Exercise requirements:
Convert the lines starting at the one containing "If you could indicate the column base" and ending at the one containing "point(884, 500)" into a JSON list of strings, one string per line, leaving out blank lines.

Excerpt from a dataset
━━━━━━━━
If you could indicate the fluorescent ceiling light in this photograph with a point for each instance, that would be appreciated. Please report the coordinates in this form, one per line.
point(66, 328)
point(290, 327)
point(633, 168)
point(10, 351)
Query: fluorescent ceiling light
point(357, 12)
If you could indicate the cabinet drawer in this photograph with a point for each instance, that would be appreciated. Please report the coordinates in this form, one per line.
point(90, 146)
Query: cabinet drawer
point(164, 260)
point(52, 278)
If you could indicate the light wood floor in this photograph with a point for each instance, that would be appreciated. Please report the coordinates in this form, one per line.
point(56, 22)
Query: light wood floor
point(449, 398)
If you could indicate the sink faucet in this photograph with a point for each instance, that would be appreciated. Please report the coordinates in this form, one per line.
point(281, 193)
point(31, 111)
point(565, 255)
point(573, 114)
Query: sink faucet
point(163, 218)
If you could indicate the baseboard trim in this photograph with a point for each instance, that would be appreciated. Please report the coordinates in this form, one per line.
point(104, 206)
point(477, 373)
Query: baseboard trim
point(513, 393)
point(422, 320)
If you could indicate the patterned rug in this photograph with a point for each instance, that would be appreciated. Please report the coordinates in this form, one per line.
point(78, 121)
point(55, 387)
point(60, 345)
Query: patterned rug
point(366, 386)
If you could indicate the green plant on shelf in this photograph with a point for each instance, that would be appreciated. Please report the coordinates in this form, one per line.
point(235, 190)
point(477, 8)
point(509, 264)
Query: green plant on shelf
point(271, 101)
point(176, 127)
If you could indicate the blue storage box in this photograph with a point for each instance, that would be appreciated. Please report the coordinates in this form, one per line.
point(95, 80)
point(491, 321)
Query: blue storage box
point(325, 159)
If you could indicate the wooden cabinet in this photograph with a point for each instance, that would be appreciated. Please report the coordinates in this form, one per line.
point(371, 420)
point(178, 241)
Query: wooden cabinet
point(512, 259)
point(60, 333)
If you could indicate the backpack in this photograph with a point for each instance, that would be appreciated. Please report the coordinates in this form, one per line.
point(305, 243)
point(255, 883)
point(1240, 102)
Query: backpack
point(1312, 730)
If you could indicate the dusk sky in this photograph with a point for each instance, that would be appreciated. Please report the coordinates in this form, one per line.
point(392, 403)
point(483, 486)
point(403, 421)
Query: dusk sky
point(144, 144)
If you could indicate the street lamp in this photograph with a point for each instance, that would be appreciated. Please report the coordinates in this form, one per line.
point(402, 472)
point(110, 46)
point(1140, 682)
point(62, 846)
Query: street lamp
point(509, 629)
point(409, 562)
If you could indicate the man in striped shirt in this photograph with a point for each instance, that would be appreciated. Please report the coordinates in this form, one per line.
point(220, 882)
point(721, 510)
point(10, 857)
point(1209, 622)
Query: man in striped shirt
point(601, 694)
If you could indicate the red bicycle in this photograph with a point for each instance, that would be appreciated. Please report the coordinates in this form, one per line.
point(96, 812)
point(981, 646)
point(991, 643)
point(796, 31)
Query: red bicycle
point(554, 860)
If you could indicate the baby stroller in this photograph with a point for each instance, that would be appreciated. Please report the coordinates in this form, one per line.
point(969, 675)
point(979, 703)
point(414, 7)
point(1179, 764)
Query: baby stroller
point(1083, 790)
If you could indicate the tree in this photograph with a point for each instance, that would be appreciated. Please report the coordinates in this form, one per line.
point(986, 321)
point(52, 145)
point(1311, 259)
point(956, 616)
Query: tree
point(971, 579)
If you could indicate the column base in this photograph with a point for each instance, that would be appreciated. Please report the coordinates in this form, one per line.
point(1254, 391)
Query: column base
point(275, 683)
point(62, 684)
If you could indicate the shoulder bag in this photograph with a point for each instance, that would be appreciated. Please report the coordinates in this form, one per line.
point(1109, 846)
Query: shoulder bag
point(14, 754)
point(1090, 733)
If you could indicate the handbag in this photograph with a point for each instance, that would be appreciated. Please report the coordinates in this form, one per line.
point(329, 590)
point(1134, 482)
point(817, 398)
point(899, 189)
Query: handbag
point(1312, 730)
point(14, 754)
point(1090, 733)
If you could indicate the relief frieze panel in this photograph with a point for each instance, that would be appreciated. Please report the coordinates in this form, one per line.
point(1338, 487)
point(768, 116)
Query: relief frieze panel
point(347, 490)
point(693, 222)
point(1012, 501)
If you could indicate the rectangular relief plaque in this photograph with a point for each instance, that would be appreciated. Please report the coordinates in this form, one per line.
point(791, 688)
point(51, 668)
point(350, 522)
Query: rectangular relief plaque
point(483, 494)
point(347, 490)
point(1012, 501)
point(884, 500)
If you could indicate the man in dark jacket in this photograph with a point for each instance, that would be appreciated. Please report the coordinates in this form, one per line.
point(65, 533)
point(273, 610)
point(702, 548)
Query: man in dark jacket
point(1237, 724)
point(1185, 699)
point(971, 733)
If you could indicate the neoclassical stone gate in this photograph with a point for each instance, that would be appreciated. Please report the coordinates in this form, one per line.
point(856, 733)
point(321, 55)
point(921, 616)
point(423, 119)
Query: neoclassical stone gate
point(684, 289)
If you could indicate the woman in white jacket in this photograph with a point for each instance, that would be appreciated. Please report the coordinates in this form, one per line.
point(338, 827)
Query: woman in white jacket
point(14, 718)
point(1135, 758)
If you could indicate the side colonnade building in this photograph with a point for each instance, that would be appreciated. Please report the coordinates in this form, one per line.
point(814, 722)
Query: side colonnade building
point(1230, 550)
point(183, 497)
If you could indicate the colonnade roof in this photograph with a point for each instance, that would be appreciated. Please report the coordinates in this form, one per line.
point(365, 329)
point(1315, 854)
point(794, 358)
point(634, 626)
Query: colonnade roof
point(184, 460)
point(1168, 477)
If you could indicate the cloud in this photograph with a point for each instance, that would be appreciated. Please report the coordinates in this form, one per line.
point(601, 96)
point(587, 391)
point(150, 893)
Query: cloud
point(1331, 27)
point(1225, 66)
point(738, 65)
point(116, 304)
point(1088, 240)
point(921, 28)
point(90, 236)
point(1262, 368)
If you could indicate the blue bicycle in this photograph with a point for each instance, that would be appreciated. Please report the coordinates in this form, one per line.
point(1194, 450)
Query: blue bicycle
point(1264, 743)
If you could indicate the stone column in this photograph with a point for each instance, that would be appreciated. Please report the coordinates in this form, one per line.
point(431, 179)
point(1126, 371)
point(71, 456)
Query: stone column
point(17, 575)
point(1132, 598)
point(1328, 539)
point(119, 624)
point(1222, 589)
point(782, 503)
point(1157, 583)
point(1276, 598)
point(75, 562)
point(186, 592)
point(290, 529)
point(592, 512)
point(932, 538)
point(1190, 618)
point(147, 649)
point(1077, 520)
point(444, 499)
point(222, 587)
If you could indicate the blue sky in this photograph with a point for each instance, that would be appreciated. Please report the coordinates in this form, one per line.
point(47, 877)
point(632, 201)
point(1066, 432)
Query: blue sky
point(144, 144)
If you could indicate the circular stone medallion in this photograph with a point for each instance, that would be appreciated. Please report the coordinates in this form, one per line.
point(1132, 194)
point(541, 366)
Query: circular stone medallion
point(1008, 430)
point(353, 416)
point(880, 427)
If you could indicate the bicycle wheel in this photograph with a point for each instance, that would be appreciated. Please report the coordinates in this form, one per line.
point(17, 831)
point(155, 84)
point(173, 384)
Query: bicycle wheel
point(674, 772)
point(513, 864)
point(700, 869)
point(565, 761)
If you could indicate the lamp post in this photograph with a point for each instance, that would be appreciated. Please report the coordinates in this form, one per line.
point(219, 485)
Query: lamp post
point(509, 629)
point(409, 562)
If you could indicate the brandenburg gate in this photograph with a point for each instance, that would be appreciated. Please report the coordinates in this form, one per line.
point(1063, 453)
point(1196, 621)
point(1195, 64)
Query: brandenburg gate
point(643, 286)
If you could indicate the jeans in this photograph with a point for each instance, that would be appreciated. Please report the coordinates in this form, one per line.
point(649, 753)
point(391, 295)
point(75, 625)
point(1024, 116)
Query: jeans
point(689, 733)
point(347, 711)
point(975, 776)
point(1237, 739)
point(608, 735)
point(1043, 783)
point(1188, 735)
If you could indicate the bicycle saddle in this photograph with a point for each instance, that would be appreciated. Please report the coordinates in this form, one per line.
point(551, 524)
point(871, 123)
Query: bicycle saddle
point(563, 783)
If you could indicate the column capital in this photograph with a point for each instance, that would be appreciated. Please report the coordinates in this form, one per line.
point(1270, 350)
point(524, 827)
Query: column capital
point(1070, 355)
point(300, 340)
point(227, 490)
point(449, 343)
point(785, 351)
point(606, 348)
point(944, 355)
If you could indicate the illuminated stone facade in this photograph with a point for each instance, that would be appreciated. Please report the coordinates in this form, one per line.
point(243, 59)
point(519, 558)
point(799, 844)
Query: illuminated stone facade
━━━━━━━━
Exercise result:
[
  "If you could indicate the column base in this photograph with a point for each instance, that would be appreciated. Please report the coordinates in this form, one per line.",
  "point(1254, 391)",
  "Query: column base",
  "point(275, 683)",
  "point(62, 684)",
  "If you could indicate the shoulder bag in this photograph with a point for each instance, that would be appreciated. Please report the coordinates in this form, one per line.",
  "point(1109, 846)",
  "Query: shoulder bag",
  "point(14, 754)",
  "point(1090, 733)",
  "If you could indicate the handbag in this photograph with a point for each instance, that would be appreciated. Please report the coordinates in this form, one per line.",
  "point(329, 590)",
  "point(1134, 482)",
  "point(817, 398)",
  "point(899, 189)",
  "Query: handbag",
  "point(1312, 730)",
  "point(14, 754)",
  "point(1090, 733)",
  "If you could indicate the relief frieze panel in this photograph with a point for each instance, that would be appreciated. Please report the coordinates in this form, one per line.",
  "point(1338, 487)",
  "point(768, 116)",
  "Query: relief frieze panel",
  "point(347, 490)",
  "point(693, 222)",
  "point(1012, 501)",
  "If you could indicate the rectangular relief plaque in this photograph with a point for each instance, that would be appreciated. Please report the coordinates in this form, one per line.",
  "point(791, 688)",
  "point(51, 668)",
  "point(350, 522)",
  "Query: rectangular relief plaque",
  "point(483, 494)",
  "point(347, 490)",
  "point(1012, 501)",
  "point(884, 500)"
]